(Point localization data)

────────

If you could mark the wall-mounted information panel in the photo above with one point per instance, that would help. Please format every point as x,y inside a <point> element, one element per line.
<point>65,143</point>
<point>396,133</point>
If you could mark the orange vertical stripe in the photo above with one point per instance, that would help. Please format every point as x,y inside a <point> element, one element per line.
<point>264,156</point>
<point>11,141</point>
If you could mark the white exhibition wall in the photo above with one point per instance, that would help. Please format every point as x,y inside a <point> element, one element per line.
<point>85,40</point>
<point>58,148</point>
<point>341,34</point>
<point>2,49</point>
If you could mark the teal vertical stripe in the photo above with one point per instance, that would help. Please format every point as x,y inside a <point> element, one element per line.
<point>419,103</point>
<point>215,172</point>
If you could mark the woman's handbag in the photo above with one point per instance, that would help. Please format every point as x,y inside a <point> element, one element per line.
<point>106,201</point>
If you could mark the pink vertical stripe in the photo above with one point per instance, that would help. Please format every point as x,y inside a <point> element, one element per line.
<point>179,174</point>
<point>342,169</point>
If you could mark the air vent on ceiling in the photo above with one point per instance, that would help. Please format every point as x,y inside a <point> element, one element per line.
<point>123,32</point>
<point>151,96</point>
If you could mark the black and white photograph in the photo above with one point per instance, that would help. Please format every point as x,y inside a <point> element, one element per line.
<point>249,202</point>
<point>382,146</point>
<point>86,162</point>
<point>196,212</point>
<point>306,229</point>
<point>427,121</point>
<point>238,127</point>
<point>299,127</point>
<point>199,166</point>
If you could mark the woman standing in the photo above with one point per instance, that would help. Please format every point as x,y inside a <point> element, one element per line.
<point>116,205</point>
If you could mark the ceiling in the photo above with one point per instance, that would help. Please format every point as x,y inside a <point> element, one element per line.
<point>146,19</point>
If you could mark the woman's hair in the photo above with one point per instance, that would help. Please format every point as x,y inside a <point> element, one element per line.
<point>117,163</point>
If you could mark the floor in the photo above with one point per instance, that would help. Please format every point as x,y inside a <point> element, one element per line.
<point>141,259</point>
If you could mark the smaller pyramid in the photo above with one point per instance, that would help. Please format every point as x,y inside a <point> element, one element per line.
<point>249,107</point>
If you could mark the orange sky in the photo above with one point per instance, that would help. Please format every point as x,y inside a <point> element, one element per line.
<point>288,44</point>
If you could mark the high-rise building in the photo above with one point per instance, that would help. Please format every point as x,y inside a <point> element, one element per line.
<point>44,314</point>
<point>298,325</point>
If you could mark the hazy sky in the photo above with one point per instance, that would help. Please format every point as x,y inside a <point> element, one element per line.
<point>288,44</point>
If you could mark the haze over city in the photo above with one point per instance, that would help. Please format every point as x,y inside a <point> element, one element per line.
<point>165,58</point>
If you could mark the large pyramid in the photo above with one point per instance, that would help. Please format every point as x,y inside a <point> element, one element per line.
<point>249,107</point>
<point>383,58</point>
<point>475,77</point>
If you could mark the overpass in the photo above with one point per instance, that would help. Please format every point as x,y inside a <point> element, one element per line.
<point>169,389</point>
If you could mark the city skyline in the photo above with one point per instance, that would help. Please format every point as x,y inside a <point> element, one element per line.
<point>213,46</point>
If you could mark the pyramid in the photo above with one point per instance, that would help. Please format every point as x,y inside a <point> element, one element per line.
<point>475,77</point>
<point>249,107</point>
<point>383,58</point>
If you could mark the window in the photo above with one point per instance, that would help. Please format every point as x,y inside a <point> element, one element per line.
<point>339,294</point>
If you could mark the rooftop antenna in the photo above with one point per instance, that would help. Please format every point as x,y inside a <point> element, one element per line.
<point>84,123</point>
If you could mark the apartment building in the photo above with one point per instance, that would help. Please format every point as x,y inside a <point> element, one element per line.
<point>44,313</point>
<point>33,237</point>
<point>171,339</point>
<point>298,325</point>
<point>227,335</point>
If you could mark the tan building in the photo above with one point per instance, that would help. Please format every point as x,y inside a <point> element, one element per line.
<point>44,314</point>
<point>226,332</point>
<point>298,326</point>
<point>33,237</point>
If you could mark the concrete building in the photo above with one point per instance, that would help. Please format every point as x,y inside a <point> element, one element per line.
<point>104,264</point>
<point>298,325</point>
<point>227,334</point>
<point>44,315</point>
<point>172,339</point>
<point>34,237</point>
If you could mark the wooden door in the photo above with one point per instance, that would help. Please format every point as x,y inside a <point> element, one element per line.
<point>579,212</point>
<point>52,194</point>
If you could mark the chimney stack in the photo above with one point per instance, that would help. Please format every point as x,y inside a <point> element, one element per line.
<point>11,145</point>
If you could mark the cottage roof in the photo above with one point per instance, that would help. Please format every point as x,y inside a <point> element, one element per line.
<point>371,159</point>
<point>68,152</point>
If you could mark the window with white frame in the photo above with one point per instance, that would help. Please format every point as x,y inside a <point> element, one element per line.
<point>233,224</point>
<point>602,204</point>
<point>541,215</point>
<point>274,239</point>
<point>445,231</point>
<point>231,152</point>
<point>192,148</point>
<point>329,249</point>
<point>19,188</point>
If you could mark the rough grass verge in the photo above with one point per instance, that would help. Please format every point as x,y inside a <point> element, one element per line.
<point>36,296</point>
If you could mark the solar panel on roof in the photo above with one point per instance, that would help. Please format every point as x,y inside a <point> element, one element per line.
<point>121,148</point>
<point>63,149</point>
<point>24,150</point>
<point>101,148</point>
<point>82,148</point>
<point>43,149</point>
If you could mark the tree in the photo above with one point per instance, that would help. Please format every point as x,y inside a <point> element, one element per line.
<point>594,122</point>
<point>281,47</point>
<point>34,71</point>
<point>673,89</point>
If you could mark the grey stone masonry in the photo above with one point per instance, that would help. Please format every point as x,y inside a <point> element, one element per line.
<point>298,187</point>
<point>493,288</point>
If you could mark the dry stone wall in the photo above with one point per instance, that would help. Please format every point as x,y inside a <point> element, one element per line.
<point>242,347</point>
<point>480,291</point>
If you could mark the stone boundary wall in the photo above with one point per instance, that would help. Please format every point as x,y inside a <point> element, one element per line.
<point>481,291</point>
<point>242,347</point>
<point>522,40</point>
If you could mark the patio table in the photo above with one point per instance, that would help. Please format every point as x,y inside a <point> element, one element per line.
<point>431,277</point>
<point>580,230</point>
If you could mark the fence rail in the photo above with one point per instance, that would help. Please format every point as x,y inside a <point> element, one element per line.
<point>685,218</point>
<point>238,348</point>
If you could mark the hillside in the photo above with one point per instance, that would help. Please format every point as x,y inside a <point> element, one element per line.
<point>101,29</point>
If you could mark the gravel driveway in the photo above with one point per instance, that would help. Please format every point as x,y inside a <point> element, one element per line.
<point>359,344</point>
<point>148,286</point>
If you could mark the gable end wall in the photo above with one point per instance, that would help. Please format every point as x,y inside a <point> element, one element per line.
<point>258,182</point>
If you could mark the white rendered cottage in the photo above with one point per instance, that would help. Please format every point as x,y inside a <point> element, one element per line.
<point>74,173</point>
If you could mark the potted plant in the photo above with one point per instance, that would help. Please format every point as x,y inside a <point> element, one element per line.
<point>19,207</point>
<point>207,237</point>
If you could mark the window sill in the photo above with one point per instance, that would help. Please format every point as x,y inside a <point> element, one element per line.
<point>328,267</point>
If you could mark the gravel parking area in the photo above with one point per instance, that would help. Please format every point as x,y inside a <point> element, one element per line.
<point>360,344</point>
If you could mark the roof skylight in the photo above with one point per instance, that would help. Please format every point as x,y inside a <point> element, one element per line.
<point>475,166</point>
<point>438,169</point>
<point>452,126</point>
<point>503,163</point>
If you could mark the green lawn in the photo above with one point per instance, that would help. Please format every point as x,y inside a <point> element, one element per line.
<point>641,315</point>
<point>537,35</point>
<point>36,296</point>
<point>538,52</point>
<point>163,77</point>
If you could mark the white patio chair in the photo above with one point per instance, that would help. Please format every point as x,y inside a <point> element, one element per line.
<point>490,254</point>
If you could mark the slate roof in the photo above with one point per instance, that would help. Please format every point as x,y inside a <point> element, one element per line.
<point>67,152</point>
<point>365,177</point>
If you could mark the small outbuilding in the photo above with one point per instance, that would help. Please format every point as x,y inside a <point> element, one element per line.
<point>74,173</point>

────────

● **What to do**
Word for word, repeat the lines from the one holding "If you could mark the roof skylight" through the last line of the entries, both included.

● **Your response**
If you could mark the roof skylight in the photo above with one point per instance, that would help. Please format every point as x,y inside a <point> element, one element per line.
<point>475,166</point>
<point>438,169</point>
<point>452,126</point>
<point>503,163</point>
If you could mark the green lawn in the photo above with one point per instance, that would help. Please format every point as x,y inside a <point> element, one element per line.
<point>641,315</point>
<point>537,35</point>
<point>36,296</point>
<point>538,52</point>
<point>163,77</point>
If you could mark the white patio chair in the photo above with one point per instance, that would help. Please format every point as x,y inside a <point> element, one element per line.
<point>490,254</point>
If you could mark the slate roof in the photo above with one point per instance, that would help. Please format every point as x,y inside a <point> element, one element per line.
<point>67,152</point>
<point>365,177</point>
If you could mark the small outbuilding in the photo above with one point per instance, that would help. Please format every point as x,y inside a <point> element, one element per line.
<point>74,173</point>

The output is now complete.